● Exercise requirements:
Exactly repeat the material, dropping every picture from the copy.

Point labeling dataset excerpts:
==============================

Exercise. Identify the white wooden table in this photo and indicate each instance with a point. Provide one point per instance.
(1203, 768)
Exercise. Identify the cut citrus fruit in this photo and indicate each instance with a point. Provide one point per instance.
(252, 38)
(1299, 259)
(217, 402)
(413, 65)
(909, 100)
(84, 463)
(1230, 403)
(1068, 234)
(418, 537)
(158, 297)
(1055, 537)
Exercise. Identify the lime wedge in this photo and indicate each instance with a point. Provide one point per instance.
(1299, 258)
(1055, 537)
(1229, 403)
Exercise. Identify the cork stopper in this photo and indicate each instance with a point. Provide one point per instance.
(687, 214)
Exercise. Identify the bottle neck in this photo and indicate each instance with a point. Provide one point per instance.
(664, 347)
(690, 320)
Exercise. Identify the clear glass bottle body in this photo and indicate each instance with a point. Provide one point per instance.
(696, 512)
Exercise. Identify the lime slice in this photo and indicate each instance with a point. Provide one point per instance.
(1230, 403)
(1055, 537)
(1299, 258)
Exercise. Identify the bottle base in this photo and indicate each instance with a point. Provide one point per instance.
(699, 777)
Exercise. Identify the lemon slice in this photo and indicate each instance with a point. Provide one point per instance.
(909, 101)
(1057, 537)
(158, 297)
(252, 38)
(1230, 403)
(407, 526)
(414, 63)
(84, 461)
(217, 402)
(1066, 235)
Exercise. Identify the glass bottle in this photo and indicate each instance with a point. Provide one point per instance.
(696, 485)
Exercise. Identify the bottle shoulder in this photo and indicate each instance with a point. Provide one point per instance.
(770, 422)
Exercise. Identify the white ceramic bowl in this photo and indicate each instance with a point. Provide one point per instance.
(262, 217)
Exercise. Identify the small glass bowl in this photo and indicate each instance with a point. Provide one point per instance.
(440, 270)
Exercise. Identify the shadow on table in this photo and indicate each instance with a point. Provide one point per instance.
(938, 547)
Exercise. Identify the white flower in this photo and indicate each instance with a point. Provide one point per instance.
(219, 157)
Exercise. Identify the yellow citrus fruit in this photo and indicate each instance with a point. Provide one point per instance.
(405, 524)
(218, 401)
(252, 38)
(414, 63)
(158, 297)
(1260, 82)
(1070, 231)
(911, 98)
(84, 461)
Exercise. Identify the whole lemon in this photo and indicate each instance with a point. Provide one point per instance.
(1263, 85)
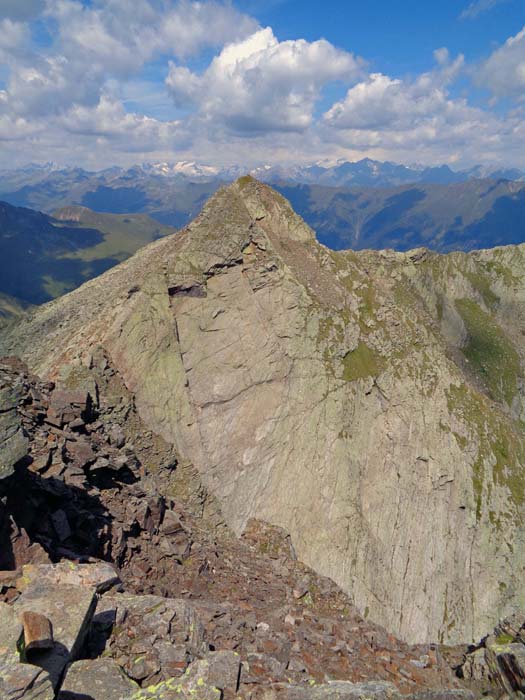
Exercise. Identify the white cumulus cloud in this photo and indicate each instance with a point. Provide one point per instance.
(504, 71)
(260, 84)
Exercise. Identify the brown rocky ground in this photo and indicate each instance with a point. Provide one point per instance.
(184, 598)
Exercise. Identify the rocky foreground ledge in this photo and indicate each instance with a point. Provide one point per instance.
(119, 580)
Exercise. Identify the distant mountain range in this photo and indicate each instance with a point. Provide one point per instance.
(462, 216)
(42, 257)
(92, 221)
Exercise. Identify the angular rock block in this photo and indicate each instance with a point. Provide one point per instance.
(69, 609)
(99, 679)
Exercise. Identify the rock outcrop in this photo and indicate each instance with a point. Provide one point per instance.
(151, 597)
(357, 400)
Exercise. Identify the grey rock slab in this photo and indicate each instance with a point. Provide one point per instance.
(13, 443)
(10, 631)
(100, 575)
(220, 669)
(99, 679)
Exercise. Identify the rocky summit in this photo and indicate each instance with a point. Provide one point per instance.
(368, 406)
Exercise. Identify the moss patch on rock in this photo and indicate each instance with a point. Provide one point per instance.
(361, 363)
(489, 351)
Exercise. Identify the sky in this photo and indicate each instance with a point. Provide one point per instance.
(95, 83)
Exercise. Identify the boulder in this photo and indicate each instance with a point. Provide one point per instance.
(38, 633)
(69, 609)
(507, 665)
(13, 443)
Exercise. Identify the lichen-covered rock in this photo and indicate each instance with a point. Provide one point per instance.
(13, 443)
(18, 681)
(369, 403)
(99, 679)
(154, 638)
(338, 690)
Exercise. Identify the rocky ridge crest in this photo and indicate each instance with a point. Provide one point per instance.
(354, 399)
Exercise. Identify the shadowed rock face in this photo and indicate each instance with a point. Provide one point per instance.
(369, 403)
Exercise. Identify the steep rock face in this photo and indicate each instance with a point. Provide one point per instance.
(359, 400)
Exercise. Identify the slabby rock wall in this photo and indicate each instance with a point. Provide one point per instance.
(356, 400)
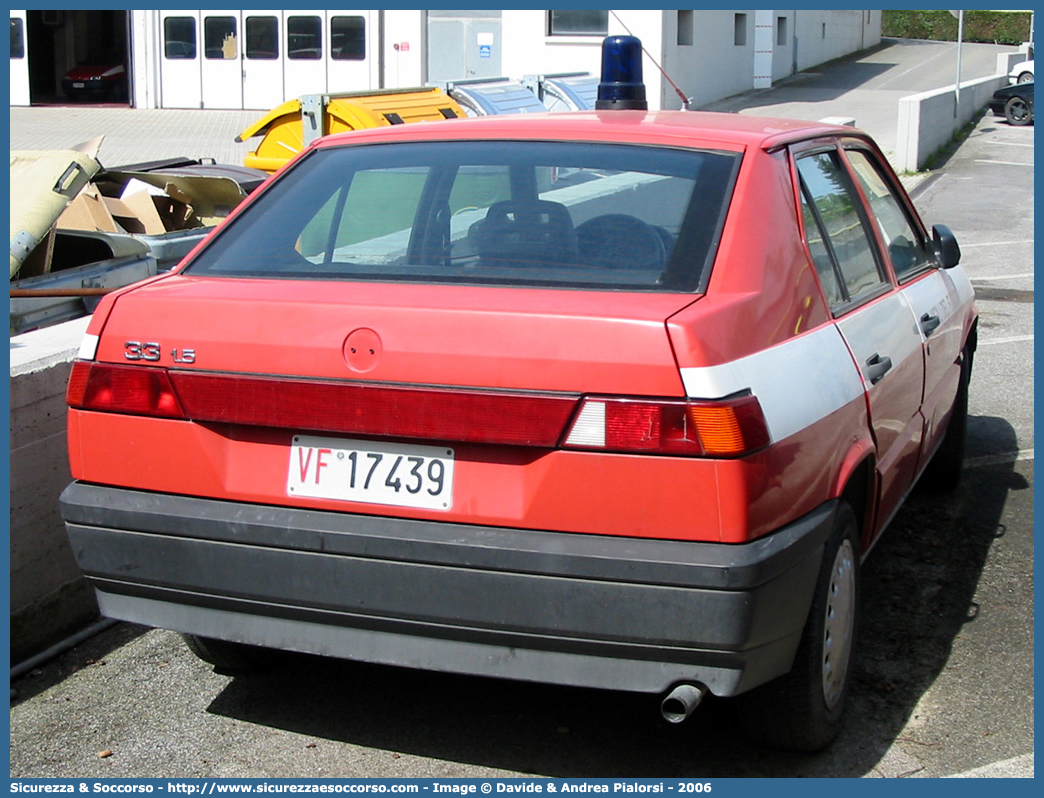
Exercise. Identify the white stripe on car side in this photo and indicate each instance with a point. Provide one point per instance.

==============================

● Output for this exercise:
Exercise. Identify the white wooden table in this photo and indicate each instance with a point. Provide one point per instance.
(1203, 768)
Exercise. Identify the cut citrus fruit in this photo and indicate each instance with a point. Provide one point per instance.
(252, 38)
(1299, 259)
(217, 402)
(413, 65)
(909, 100)
(84, 463)
(1230, 403)
(1068, 234)
(418, 537)
(158, 297)
(1055, 537)
Exercise. Identify the lime wedge in this photo and indicate each instance with a point. Provide one point per instance.
(1299, 258)
(1055, 537)
(1229, 403)
Exercise. Identify the cork stopper in this photo and indicate each instance with a point. Provide one point per instance.
(687, 214)
Exercise. Identify the bottle neck in this photo and indicate each instance with a point. Provide one point per instance.
(664, 347)
(690, 320)
Exercise. Identify the clear glass bottle body in this photo and indicate each instance with a point. Provide one point per instance.
(696, 512)
Exercise. Identify the lime slice in this photo and indicate each instance with a point. Provide one point per instance.
(1230, 403)
(1055, 537)
(1299, 258)
Exercise. Identify the bottle base in this photo and indicate each instance with a point. Provide one point per instance.
(699, 777)
Exercise. Identify the lemon slice in this photo and indicate each instance with a point. Provide one point per instance.
(909, 101)
(1057, 537)
(158, 297)
(252, 38)
(1230, 403)
(407, 526)
(414, 63)
(84, 461)
(217, 402)
(1066, 235)
Exercise. Identify the glass bottle in this photo and indicate each instance with a point. Provide one point per instance.
(696, 485)
Exercise. Identify the bottle shoulder in this photo and indicate each instance with a point. Provide one point per instance.
(770, 422)
Exercise. Identify the white ceramic bowl in this photo and indicate each instance with a point. Provide one point per instance.
(262, 217)
Exercise. Identify the small glass bowl in this photo and indicate each instance with a point. Provide one point per instance.
(440, 270)
Exercise. Identify the shadow on table in this photo and indicate each instance with a point. Provide one point per instance.
(938, 547)
Exercise. Identify the white flower in this photo and indicate each instance with a point. Provide one point per instance.
(219, 157)
Exercise. Identify the yellow citrus fruit in this photo and indicate each instance with a point. Provide one point per instance.
(405, 524)
(218, 401)
(252, 38)
(414, 63)
(158, 297)
(1260, 82)
(1070, 231)
(911, 98)
(84, 461)
Exercise. Identify the whole lemon in this photo and indicate each instance with a point. Provide one point per instance.
(1263, 85)
Exercise. Identify the white cumulus cloud in this photo and indicate each instance with a point. Provide one point per instance.
(504, 71)
(260, 84)
Exercise. Identify the brown rocky ground in this photo and indicate each instance with a point. Provide one point per instance.
(184, 598)
Exercise. Identify the rocky foreground ledge in this photo and indicate each instance with a point. Provide one point per instance.
(119, 580)
Exercise. Identify the distant mountain range in this photo and indicate each instance with a point. Provide one point per instance.
(462, 216)
(42, 257)
(92, 221)
Exercise. Identify the angular rock block in this photo and indicate each instance with a point. Provide one point per instance.
(69, 609)
(99, 679)
Exercise. Identify the rock outcrop in this photo and indicate each instance with a point. Provide one point per instance.
(151, 597)
(357, 400)
Exercise. Identify the grey rock slab in this photo and indicate each instance with a point. Provide one point per instance.
(13, 443)
(10, 631)
(100, 575)
(220, 669)
(99, 679)
Exercise. Identify the rocky summit in this photo and indicate each instance with a point. Provide one point per instance.
(368, 406)
Exercise. Identify the moss patch on rock in this photo and indicate each instance with a point. Provide one point per instance.
(361, 363)
(489, 351)
Exercise. Identify the sky in this photo and indicate each instance with a point. Provide one point per instance.
(95, 83)
Exercise. Identify the boulder in this photo and indicate each instance with a point. Provide one point per instance.
(38, 633)
(69, 609)
(507, 665)
(13, 443)
Exercise. Identify the lichen-covered rock in this photo and indicate each instance with a point. Provide one point per instance.
(13, 443)
(18, 681)
(369, 403)
(99, 679)
(154, 638)
(338, 690)
Exercise. Identify the rocky ridge crest in this photo and indicate each instance with a point. Provide one point per instance.
(354, 399)
Exercise. Identify the shadowed rock face in this photo and indicate each instance with a point. Provide one point per instance.
(369, 403)
Exercise. Identify the steep rock face in this photo and indicate each instance with a point. Provide one point per instance.
(359, 400)
Exercise. Identify the slabby rock wall in this photo and indicate each instance with a point. Provide one point per instance.
(356, 400)
Exercise. Identify the white stripe on car side in this photo and indicate each instance with a point. Provide one point per instance.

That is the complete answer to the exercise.